Set out every line of the material below as a Markdown table, with the row number under "No." and the line itself under "Text", leaving out blank lines.

## THE INPUT:
········
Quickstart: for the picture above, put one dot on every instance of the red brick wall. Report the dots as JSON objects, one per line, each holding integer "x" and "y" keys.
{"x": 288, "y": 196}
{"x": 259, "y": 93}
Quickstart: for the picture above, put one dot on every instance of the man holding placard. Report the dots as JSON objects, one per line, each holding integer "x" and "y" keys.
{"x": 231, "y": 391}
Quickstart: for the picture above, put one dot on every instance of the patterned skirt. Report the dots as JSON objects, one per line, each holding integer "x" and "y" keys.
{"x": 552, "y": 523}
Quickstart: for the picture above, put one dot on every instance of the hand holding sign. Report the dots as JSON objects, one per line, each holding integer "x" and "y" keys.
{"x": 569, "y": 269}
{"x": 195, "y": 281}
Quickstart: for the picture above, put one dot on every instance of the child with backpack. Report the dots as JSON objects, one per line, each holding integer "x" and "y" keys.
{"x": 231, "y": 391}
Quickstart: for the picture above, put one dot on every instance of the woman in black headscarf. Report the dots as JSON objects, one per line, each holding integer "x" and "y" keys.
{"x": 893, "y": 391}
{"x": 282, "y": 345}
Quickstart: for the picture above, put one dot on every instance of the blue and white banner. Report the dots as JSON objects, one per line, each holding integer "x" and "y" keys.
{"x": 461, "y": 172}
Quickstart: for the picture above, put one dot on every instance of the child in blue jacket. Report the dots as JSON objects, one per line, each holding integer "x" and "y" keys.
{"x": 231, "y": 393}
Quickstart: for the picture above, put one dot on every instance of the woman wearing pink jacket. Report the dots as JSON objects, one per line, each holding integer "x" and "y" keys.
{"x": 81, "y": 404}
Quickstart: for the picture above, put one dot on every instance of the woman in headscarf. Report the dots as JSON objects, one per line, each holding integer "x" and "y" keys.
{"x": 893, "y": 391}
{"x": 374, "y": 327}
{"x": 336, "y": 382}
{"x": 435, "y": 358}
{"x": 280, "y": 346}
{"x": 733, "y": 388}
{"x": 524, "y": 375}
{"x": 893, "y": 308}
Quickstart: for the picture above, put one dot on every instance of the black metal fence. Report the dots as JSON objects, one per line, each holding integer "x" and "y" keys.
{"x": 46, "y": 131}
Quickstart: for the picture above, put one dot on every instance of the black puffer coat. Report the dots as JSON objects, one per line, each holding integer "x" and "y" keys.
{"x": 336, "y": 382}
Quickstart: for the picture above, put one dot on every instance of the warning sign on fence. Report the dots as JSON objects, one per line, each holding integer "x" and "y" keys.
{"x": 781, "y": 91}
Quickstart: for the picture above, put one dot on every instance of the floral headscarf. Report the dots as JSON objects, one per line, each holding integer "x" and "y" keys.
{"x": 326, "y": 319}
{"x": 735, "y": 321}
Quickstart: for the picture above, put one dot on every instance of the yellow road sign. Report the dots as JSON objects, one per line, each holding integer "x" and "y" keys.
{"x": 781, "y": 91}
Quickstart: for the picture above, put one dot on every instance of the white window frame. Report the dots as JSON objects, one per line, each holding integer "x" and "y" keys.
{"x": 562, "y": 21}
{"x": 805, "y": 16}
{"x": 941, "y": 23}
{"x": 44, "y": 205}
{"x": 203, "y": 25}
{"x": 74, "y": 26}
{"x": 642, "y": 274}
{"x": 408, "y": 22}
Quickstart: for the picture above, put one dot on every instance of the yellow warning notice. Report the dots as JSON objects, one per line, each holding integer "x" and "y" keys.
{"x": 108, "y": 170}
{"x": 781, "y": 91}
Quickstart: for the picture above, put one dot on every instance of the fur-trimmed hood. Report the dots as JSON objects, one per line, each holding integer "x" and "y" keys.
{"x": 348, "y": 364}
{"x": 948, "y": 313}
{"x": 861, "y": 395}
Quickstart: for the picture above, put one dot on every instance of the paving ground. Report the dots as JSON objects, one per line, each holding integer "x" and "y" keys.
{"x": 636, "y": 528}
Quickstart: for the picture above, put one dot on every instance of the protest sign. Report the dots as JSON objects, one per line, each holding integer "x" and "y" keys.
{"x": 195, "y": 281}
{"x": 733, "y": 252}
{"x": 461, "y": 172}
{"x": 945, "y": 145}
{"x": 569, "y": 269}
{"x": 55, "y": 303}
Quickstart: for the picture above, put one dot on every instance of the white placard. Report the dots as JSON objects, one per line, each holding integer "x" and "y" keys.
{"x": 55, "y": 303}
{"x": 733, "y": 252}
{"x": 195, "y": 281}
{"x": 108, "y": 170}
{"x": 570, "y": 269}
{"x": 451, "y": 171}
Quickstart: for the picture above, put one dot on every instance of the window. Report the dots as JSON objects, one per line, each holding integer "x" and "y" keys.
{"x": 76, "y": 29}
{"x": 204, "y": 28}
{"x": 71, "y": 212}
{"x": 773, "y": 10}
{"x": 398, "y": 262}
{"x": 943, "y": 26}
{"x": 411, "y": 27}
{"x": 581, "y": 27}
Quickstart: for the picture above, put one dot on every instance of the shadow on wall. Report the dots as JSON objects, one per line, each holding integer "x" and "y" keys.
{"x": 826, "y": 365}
········
## COMPLETE OUTPUT:
| No. | Text |
|---|---|
| 1 | Quickstart: for the picture above, put one dot on every instance of the red brick wall. Report the dots as JSON objects, one per line, each holding integer "x" and "y" keys. |
| 2 | {"x": 288, "y": 196} |
| 3 | {"x": 259, "y": 93} |
| 4 | Quickstart: for the picture above, put one dot on every instance of the man holding placard. Report the dots as JSON objects, one per line, each holding integer "x" and "y" keys. |
| 5 | {"x": 231, "y": 391} |
| 6 | Quickstart: for the picture above, put one dot on every instance of the patterned skirt. Report the dots as JSON objects, one per line, each holding integer "x" and "y" keys. |
| 7 | {"x": 552, "y": 523} |
| 8 | Quickstart: for the picture above, put one dot on every instance of the hand holding sign. Report the dots as JSON objects, one per line, each holding integer "x" and "y" keys. |
| 9 | {"x": 569, "y": 269} |
| 10 | {"x": 195, "y": 281} |
| 11 | Quickstart: for the picture above, put one dot on every instance of the child with backpack. Report the dots as JSON objects, one per line, each holding integer "x" and "y" keys. |
| 12 | {"x": 231, "y": 391} |
| 13 | Quickstart: for the picture above, put one dot on every instance of the woman in black headscarf. Report the dots as JSON objects, one per line, each holding integer "x" and "y" keys. |
| 14 | {"x": 893, "y": 391} |
| 15 | {"x": 282, "y": 345} |
| 16 | Quickstart: for the picture above, put one dot on every instance of the blue and white banner. Report the dots as JSON objects, one per line, each holding integer "x" and "y" keys. |
| 17 | {"x": 461, "y": 172} |
| 18 | Quickstart: for the picture above, put one dot on every instance of the child in blue jacket. Report the dots as JSON objects, one per line, each holding integer "x" and "y" keys. |
| 19 | {"x": 231, "y": 393} |
| 20 | Quickstart: for the picture above, put one dot on every instance of the woman wearing pink jacket. Report the dots as JSON objects, one per line, each holding integer "x" and "y" keys. |
| 21 | {"x": 81, "y": 404} |
| 22 | Quickstart: for the picture above, put one dot on every instance of the woman in headscarf. Report the dots as JSON objects, one per line, each holding integer "x" and "y" keys. |
| 23 | {"x": 893, "y": 391} |
| 24 | {"x": 374, "y": 327} |
| 25 | {"x": 336, "y": 382} |
| 26 | {"x": 435, "y": 358} |
| 27 | {"x": 280, "y": 346} |
| 28 | {"x": 733, "y": 388} |
| 29 | {"x": 524, "y": 375} |
| 30 | {"x": 893, "y": 308} |
| 31 | Quickstart: for the picture above, put one dot on every instance of the black metal fence. Report the dots as JSON objects, one per line, each holding integer "x" and "y" keys. |
| 32 | {"x": 46, "y": 131} |
| 33 | Quickstart: for the picture above, put one dot on every instance of the black puffer coat. Report the dots as JSON objects, one per line, each holding integer "x" and "y" keys. |
| 34 | {"x": 336, "y": 382} |
| 35 | Quickstart: for the picture above, put one dot on every instance of the warning sign on fence. Report the dots as JSON objects, one per line, each holding integer "x" and "y" keys. |
| 36 | {"x": 781, "y": 91} |
| 37 | Quickstart: for the picture above, put one dot on every instance of the floral headscarf. Report the dots as JSON objects, one per line, each holding integer "x" and "y" keys. |
| 38 | {"x": 326, "y": 319} |
| 39 | {"x": 735, "y": 321} |
| 40 | Quickstart: for the picture above, put one dot on every instance of the yellow road sign. Report the dots as JSON objects, one per line, each holding integer "x" and "y" keys. |
| 41 | {"x": 781, "y": 91} |
| 42 | Quickstart: for the picture above, put one dot on every instance of the white window frame. Report the dots as JSON objects, one per line, each holding integer "x" and "y" keys. |
| 43 | {"x": 562, "y": 21} |
| 44 | {"x": 805, "y": 16} |
| 45 | {"x": 941, "y": 23} |
| 46 | {"x": 44, "y": 205} |
| 47 | {"x": 203, "y": 25} |
| 48 | {"x": 74, "y": 26} |
| 49 | {"x": 642, "y": 274} |
| 50 | {"x": 408, "y": 22} |
| 51 | Quickstart: for the picture above, put one dot on every instance of the yellow warning notice. Report the dots as JSON objects, one per line, each holding integer "x" and "y" keys. |
| 52 | {"x": 108, "y": 170} |
| 53 | {"x": 781, "y": 91} |
| 54 | Quickstart: for the picture above, put one dot on every instance of the fur-trimmed hood. Report the dots as JSON objects, one per line, each holding integer "x" and "y" keys. |
| 55 | {"x": 348, "y": 364} |
| 56 | {"x": 948, "y": 313} |
| 57 | {"x": 861, "y": 395} |
| 58 | Quickstart: for the picture above, put one dot on every instance of the paving ground. Report the dots as JSON objects, one per line, each holding integer "x" and "y" keys. |
| 59 | {"x": 636, "y": 528} |
| 60 | Quickstart: for the picture above, put one dot on every instance of the protest sign. Report the dots as JSON objects, one per line, each holding integer "x" and "y" keys. |
| 61 | {"x": 195, "y": 281} |
| 62 | {"x": 733, "y": 252} |
| 63 | {"x": 461, "y": 172} |
| 64 | {"x": 945, "y": 145} |
| 65 | {"x": 569, "y": 269} |
| 66 | {"x": 55, "y": 303} |
| 67 | Quickstart: for the picture above, put one dot on every instance of the white placard. Report the dots as JSON objects, one per line, each holding integer "x" and "y" keys. |
| 68 | {"x": 55, "y": 303} |
| 69 | {"x": 733, "y": 252} |
| 70 | {"x": 195, "y": 281} |
| 71 | {"x": 108, "y": 170} |
| 72 | {"x": 570, "y": 269} |
| 73 | {"x": 451, "y": 171} |
| 74 | Quickstart: for the picture above, put one dot on every instance of the window. Report the dots as JSON objects, one per line, each holding integer "x" and "y" keys. |
| 75 | {"x": 76, "y": 29} |
| 76 | {"x": 204, "y": 28} |
| 77 | {"x": 71, "y": 212} |
| 78 | {"x": 773, "y": 10} |
| 79 | {"x": 398, "y": 262} |
| 80 | {"x": 943, "y": 26} |
| 81 | {"x": 411, "y": 27} |
| 82 | {"x": 581, "y": 27} |
| 83 | Quickstart: for the picture above, put one dot on every instance of the shadow on wall. Report the dots as JSON objects, one per line, each holding integer "x" and "y" keys. |
| 84 | {"x": 826, "y": 365} |